Make Trainer evaluation handle dynamic seq_length

src/transformers/trainer.py

@@ -1333,6 +1333,12 @@ def predict(self, test_dataset: Dataset) -> PredictionOutput:
                 Dataset to run the predictions on. If it is an :obj:`datasets.Dataset`, columns not accepted by the
                 ``model.forward()`` method are automatically removed. Has to implement the method :obj:`__len__`
 
+        .. note::
+
+            If your predictions or labels have different sequence length (for instance because you're doing dynamic
+            padding in a token classification task) the predictions will be padded (on the right) to allow for
+            concatenation into one array. The padding index is -100.
+
         Returns: `NamedTuple` A namedtuple with the following keys:
 
             - predictions (:obj:`np.ndarray`): The predictions on :obj:`test_dataset`.
@@ -1412,9 +1418,9 @@ def prediction_loop(
                 losses = loss.repeat(batch_size)
                 losses_host = losses if losses_host is None else torch.cat((losses_host, losses), dim=0)
             if logits is not None:
-                preds_host = logits if preds_host is None else nested_concat(preds_host, logits, dim=0)
+                preds_host = logits if preds_host is None else nested_concat(preds_host, logits, pad_idx=-100)
             if labels is not None:
-                labels_host = labels if labels_host is None else nested_concat(labels_host, labels, dim=0)
+                labels_host = labels if labels_host is None else nested_concat(labels_host, labels, pad_idx=-100)
             self.control = self.callback_handler.on_prediction_step(self.args, self.state, self.control)
 
             # Gather all tensors and put them back on the CPU if we have done enough accumulation steps.

src/transformers/trainer_pt_utils.py

@@ -42,17 +42,50 @@
 logger = logging.get_logger(__name__)
 
 
-def nested_concat(tensors, new_tensors, dim=0):
-    "Concat the `new_tensors` to `tensors` on `dim`. Works for tensors or nested list/tuples of tensors."
+def torch_pad_and_concatenate(tensor1, tensor2, pad_idx=-100):
+    """Concatenates `tensor1` and `tensor2` on first axis, applying padding on the second if necessary."""
+    if len(tensor1.shape) == 1 or tensor1.shape[1] == tensor2.shape[1]:
+        return torch.cat((tensor1, tensor2), dim=0)
+
+    # Let's figure out the new shape
+    new_shape = (tensor1.shape[0] + tensor2.shape[0], max(tensor1.shape[1], tensor2.shape[1])) + tensor1.shape[2:]
+
+    # Now let's fill the result tensor
+    result = tensor1.new_full(new_shape, pad_idx)

Excerpts from point annotation data:
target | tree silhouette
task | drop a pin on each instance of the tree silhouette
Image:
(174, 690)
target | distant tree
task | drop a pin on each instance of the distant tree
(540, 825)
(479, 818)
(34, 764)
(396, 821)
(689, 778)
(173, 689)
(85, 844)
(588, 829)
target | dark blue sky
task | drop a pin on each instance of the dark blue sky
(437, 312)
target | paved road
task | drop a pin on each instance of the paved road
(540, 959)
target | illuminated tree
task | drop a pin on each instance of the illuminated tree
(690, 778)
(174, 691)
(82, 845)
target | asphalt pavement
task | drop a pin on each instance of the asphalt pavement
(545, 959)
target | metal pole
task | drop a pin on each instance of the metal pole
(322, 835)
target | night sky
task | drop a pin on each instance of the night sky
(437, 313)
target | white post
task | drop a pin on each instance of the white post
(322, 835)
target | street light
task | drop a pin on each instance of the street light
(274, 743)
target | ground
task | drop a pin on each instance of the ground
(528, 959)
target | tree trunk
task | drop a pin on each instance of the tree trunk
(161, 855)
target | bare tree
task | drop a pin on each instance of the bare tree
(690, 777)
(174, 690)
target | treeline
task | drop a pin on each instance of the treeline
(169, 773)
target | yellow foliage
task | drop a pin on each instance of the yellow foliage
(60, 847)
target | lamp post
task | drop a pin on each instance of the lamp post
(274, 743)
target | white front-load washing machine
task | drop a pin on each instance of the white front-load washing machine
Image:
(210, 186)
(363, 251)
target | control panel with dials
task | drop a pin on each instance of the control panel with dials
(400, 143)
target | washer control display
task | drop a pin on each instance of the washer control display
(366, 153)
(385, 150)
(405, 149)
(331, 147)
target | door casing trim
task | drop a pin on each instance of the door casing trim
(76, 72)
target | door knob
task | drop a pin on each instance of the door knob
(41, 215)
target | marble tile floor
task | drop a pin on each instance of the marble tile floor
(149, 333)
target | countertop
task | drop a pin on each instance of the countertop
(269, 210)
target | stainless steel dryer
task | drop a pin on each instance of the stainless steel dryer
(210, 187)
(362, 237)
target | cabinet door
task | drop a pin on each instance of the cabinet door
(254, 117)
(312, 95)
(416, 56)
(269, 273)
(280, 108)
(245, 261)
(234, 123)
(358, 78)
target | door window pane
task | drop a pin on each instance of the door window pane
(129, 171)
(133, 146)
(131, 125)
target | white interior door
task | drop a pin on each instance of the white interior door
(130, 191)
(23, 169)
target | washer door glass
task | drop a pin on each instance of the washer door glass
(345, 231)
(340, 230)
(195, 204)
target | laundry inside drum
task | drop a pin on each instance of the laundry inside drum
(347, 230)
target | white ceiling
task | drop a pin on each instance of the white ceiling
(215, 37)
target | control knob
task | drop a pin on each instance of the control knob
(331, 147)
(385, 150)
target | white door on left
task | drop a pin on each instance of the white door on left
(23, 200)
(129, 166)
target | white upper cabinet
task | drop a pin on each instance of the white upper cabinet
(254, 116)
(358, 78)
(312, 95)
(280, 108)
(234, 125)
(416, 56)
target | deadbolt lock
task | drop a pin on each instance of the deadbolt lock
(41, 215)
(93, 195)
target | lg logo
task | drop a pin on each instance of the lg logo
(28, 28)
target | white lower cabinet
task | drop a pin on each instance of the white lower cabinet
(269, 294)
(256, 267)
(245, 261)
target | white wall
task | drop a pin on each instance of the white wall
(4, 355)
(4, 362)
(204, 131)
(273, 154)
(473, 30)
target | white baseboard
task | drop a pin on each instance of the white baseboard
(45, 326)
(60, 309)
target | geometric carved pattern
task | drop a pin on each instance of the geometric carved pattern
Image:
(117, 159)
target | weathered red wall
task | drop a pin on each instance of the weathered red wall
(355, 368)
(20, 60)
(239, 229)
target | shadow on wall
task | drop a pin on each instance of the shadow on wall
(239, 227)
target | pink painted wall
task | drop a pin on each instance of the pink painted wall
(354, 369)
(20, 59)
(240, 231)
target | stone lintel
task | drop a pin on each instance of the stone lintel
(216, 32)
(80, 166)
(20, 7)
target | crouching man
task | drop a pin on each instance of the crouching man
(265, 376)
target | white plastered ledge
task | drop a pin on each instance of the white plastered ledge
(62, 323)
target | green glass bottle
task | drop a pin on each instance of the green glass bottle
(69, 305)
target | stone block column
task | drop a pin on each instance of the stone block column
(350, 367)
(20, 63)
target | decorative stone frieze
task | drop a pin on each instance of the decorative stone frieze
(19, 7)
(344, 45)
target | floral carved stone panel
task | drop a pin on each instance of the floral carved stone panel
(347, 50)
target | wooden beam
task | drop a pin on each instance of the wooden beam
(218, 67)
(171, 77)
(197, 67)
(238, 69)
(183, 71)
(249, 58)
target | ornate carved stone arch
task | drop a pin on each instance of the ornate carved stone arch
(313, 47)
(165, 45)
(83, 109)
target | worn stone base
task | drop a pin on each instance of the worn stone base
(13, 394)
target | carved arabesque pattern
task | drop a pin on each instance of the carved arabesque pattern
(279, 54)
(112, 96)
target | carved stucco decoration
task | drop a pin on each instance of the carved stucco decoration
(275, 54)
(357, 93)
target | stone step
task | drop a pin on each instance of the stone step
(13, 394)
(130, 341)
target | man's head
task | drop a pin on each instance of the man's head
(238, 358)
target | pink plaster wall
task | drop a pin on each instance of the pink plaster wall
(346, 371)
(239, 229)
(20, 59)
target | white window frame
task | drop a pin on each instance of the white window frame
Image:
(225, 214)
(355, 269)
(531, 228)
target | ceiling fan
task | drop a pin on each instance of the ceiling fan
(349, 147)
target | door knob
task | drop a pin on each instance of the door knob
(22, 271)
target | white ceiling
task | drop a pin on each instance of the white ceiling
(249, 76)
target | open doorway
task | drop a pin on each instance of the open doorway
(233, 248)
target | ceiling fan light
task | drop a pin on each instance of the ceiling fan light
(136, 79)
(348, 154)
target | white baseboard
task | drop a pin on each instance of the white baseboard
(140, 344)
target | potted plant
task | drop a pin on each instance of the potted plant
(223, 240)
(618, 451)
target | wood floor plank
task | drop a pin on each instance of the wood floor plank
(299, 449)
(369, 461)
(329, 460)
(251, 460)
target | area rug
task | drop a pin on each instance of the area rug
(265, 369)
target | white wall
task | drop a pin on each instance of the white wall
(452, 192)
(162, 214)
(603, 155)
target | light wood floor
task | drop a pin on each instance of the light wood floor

### STATED PROBLEM
Reproduce the Trainer patch starting with "if labels is" and going on through "nested_concat(labels_host, labels, pad_idx=-100)", changing every "labels_host" to "label_accumulator".

### RESULT OF THE TASK
if labels is not None:
-                label_accumulator = labels if label_accumulator is None else nested_concat(label_accumulator, labels, dim=0)
+                label_accumulator = labels if label_accumulator is None else nested_concat(label_accumulator, labels, pad_idx=-100)